[YOUR GOAL] Find every line in the records below that contains the word "blue" and copy each such line in full. Case counts.

[DATASET ROWS]
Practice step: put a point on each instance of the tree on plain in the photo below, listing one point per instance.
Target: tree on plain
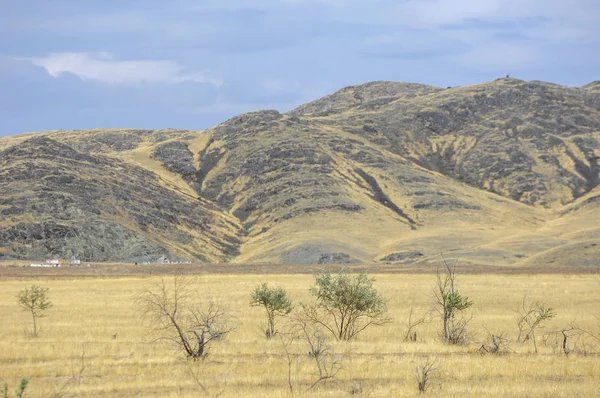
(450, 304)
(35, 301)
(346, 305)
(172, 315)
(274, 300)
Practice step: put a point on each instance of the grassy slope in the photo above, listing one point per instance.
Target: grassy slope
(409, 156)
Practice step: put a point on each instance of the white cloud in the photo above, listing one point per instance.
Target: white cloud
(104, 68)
* * *
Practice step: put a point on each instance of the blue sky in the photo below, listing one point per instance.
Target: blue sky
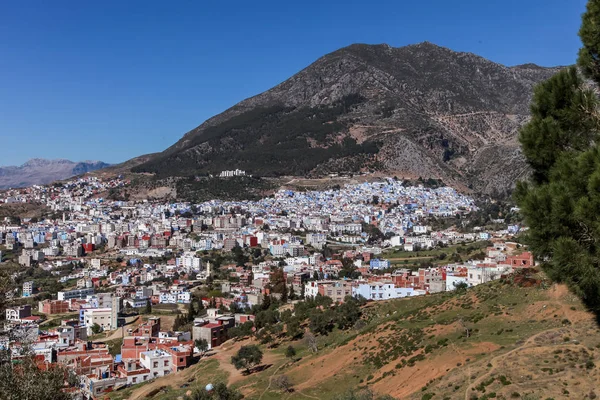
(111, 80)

[WORKED SOLUTION]
Practice step: put a point on each instance of the blue sky in the photo below, listing one point per instance.
Target: blue sky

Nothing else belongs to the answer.